» **INSTRUCTION**: Update the entries below by changing every "vertex pairs" to "coordinate pairs", and leave everything else as it is.

» **MATERIAL TO PROCESS**:
^^^^^^^^
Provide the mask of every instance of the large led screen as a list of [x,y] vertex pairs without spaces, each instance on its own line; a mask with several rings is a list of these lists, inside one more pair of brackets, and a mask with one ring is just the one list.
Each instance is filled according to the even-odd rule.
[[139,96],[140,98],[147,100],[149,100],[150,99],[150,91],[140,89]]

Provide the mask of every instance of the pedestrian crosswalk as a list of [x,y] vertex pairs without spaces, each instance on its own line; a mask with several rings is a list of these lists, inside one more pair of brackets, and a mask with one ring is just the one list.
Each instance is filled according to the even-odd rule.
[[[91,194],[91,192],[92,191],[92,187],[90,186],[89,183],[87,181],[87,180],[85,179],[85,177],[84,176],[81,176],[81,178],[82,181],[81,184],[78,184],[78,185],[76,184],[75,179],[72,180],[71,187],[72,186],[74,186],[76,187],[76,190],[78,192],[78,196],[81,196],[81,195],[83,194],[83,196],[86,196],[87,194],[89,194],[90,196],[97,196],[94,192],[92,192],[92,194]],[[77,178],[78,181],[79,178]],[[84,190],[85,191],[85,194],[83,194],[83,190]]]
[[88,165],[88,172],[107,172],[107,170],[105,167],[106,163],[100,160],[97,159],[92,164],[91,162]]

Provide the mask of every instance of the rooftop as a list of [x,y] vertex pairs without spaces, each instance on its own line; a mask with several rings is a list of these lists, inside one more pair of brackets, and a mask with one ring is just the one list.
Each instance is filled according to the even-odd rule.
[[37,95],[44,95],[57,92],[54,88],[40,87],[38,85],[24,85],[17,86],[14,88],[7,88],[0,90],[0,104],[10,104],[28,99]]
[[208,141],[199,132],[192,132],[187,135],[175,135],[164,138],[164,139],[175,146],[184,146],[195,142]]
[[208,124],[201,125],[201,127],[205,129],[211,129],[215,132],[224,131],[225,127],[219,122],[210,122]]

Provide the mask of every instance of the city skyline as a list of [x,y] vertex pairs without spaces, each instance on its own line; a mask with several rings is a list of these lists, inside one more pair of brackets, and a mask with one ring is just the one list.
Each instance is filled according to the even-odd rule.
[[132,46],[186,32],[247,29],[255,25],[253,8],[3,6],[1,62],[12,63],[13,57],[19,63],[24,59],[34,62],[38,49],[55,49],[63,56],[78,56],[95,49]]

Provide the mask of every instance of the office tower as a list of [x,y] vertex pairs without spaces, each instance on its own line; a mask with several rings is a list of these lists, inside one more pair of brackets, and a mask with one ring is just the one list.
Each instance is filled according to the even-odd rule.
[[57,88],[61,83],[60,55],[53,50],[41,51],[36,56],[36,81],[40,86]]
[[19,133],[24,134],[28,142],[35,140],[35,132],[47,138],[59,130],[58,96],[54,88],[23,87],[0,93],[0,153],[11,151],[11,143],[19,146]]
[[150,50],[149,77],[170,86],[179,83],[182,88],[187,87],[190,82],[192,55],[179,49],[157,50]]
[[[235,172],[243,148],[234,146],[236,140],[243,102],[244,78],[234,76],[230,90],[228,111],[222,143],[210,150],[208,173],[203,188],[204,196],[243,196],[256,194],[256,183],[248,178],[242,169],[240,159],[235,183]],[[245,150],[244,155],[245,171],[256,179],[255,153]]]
^^^^^^^^
» **FINAL RESULT**:
Provide the mask of every instance of the large led screen as a list of [x,y] coordinate pairs without spaces, each instance on its own line; a mask with several rings is a list of these lists, inside one more pair of brackets, and a mask with one ring is just the one list.
Each instance is filled according to the even-odd rule.
[[139,96],[140,98],[147,100],[149,100],[150,99],[150,91],[140,89]]

Provide the mask of every instance of the pedestrian crosswalk as a list of [x,y] coordinate pairs without spaces, each instance on its own line; a mask with several rings is a list of these lists, inside one more pair of brackets, and a mask with one ring is just the one list.
Each instance is filled according to the even-odd rule.
[[[91,194],[91,192],[92,191],[92,187],[90,186],[89,183],[87,181],[87,180],[85,179],[85,177],[84,176],[81,176],[81,178],[82,181],[81,184],[78,184],[78,185],[76,184],[75,179],[72,180],[71,187],[72,186],[74,186],[76,187],[76,190],[78,192],[78,196],[81,196],[81,195],[83,194],[83,196],[86,196],[87,194],[89,194],[90,196],[97,196],[94,192],[92,192],[92,194]],[[77,178],[78,181],[79,178]],[[84,190],[85,191],[85,194],[83,194],[83,190]]]
[[88,165],[88,172],[107,172],[107,170],[105,167],[106,163],[100,160],[97,159],[92,164],[91,162]]

Provide the mask of every instance of the rooftop as a list of [x,y] coordinate pairs without spaces, each instance on its own line; a mask with several rings is a list of these lists, inside one more pair of brackets, and a mask with one ring is just the one list.
Each instance is filled according to the even-odd rule.
[[37,95],[44,95],[57,92],[54,88],[40,87],[38,85],[24,85],[17,86],[14,88],[7,88],[0,90],[0,104],[10,104],[28,99]]
[[208,141],[199,132],[192,132],[187,135],[175,135],[164,138],[164,139],[175,146],[184,146],[195,142]]
[[208,124],[201,125],[201,127],[205,129],[211,129],[215,132],[224,131],[225,127],[219,122],[210,122]]

Provide the mask of every instance of the city skyline as a list of [x,y] coordinate pairs without spaces, each instance on its own line; a mask with several rings is a list of these lists, inside one more pair of brackets, and a mask with one ring is just the one list.
Each instance is filled according to the even-odd rule.
[[132,46],[186,32],[247,29],[255,25],[253,8],[3,6],[1,62],[12,63],[13,57],[19,63],[24,59],[34,62],[38,49],[55,49],[63,56],[78,56],[95,49]]

Provide the mask of every instance of the office tower as a list of [x,y] coordinate pairs without spaces, each instance on its own line; a mask with several rings is a list of these lists, inside one more pair of brackets, and a mask with one ring is just the one list.
Each instance is filled according to the even-odd rule.
[[57,88],[61,83],[60,55],[53,50],[41,51],[36,56],[36,81],[40,86]]
[[19,133],[24,134],[28,142],[35,140],[35,132],[47,138],[59,130],[58,96],[54,88],[23,87],[0,93],[0,153],[11,151],[11,143],[19,146]]
[[150,50],[149,77],[170,86],[179,83],[182,88],[187,87],[190,82],[192,55],[179,49],[157,50]]
[[[235,172],[243,148],[234,146],[236,140],[243,102],[244,78],[234,76],[230,90],[228,111],[222,143],[210,150],[208,173],[203,188],[204,196],[243,196],[256,194],[256,183],[248,178],[242,169],[240,159],[235,183]],[[245,150],[244,155],[245,171],[256,179],[255,153]]]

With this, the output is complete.